▶ **Document extract**
○ ○ ○ ○ ○ ○ ○

Lessons from the metaseq paper and the "Open Pre-Trained Transformer" project. There is another paper by DeepMind called Gopher that I haven't read. The large scale OPT-175B model was trained on 1000, 80GB, A100 GPUs for around 34-35 days on around 180B tokens ≅ 800GB of text data. Each A100 offers 312 Teraflops and the meta system reached 147 Tflops utilization. The state of the optimizer "AdamW" is stored in FP32 format, whereas the model weights are stored in FP16 format. The different floating points have the following format.

Format	(Sign=1, Range/Exponent, Precision/Mantissa)
FP32	8, 23
TF32	8, 10
FP16	5, 10
BF16	8, 7

So the total training floating point ops were about 0.4Yotta operations. At inference time, the entire process can be sped up by 30-50% by investing in sparsifying with 2:4 sparsity.

how to generate a structured sparse network using APEX's Automatic Sparsity library

""" Generate a structured sparse network using APEX's Automatic Sparsity library.
"""
import torch
from apex.contrib.sparsity import ASP
device = torch.device('cuda')
model = TheModelClass()
model.load_state_dict(torch.load("dense_model.pth")) # Load existing model
optimizer = optim.SGD(model.parameters(), lr=0.01, momentum=0.9)
ASP.prune_trained_model(model, optimizer)
dataloader = DataLoader()
for t in range(500):
      optimizer.zero_grad()

○ ○ ○ ○ ○ ○ ○

▶ **Source information**
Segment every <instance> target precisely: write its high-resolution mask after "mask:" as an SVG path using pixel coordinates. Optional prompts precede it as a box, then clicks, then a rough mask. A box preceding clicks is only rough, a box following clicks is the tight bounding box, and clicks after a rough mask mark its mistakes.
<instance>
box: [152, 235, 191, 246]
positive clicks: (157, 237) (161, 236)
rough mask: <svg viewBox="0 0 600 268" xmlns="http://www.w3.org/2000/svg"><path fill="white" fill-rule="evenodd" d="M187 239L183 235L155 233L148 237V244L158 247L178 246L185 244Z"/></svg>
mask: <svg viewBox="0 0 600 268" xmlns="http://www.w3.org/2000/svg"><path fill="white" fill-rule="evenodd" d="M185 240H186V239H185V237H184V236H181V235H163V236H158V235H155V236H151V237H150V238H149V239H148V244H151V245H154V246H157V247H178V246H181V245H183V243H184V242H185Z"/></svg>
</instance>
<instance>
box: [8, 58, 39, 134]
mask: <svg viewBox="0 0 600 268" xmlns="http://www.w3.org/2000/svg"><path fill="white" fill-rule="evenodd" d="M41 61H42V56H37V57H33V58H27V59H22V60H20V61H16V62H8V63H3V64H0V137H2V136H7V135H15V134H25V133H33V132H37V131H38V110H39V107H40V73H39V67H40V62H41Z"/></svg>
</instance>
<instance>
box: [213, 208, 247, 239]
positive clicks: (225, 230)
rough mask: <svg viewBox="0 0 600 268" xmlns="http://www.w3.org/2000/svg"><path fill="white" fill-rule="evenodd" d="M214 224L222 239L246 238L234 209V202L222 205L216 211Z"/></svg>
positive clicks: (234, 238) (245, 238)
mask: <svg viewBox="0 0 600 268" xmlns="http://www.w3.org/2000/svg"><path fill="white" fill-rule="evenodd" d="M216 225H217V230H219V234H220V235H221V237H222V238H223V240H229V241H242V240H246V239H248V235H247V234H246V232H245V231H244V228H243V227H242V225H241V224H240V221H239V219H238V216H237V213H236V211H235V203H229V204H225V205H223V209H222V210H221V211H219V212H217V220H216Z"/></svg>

○ ○ ○ ○ ○ ○ ○

▶ **Work instructions**
**a.** Please copy the passage of the OPT-175B training notes from "So the total" up to and including "device = torch.device('cuda')" without changing a word.
**b.** Return each line of the entries that contains the string "path".

▶ **Answers provided**
**a.**
So the total training floating point ops were about 0.4Yotta operations. At inference time, the entire process can be sped up by 30-50% by investing in sparsifying with 2:4 sparsity.

how to generate a structured sparse network using APEX's Automatic Sparsity library

""" Generate a structured sparse network using APEX's Automatic Sparsity library.
"""
import torch
from apex.contrib.sparsity import ASP
device = torch.device('cuda')

**b.**
Segment every <instance> target precisely: write its high-resolution mask after "mask:" as an SVG path using pixel coordinates. Optional prompts precede it as a box, then clicks, then a rough mask. A box preceding clicks is only rough, a box following clicks is the tight bounding box, and clicks after a rough mask mark its mistakes.
rough mask: <svg viewBox="0 0 600 268" xmlns="http://www.w3.org/2000/svg"><path fill="white" fill-rule="evenodd" d="M187 239L183 235L155 233L148 237V244L158 247L178 246L185 244Z"/></svg>
mask: <svg viewBox="0 0 600 268" xmlns="http://www.w3.org/2000/svg"><path fill="white" fill-rule="evenodd" d="M185 240H186V239H185V237H184V236H181V235H163V236H158V235H155V236H151V237H150V238H149V239H148V244H151V245H154V246H157V247H178V246H181V245H183V243H184V242H185Z"/></svg>
mask: <svg viewBox="0 0 600 268" xmlns="http://www.w3.org/2000/svg"><path fill="white" fill-rule="evenodd" d="M41 61H42V56H37V57H33V58H27V59H22V60H20V61H16V62H8V63H3V64H0V137H2V136H7V135H15V134H25V133H33V132H37V131H38V110H39V107H40V73H39V67H40V62H41Z"/></svg>
rough mask: <svg viewBox="0 0 600 268" xmlns="http://www.w3.org/2000/svg"><path fill="white" fill-rule="evenodd" d="M214 224L222 239L246 238L234 209V202L222 205L216 211Z"/></svg>
mask: <svg viewBox="0 0 600 268" xmlns="http://www.w3.org/2000/svg"><path fill="white" fill-rule="evenodd" d="M216 225H217V230H219V234H220V235H221V237H222V238H223V240H229V241H242V240H246V239H248V235H247V234H246V232H245V231H244V228H243V227H242V225H241V224H240V221H239V219H238V216H237V213H236V211H235V203H229V204H225V205H223V209H222V210H221V211H219V212H217V220H216Z"/></svg>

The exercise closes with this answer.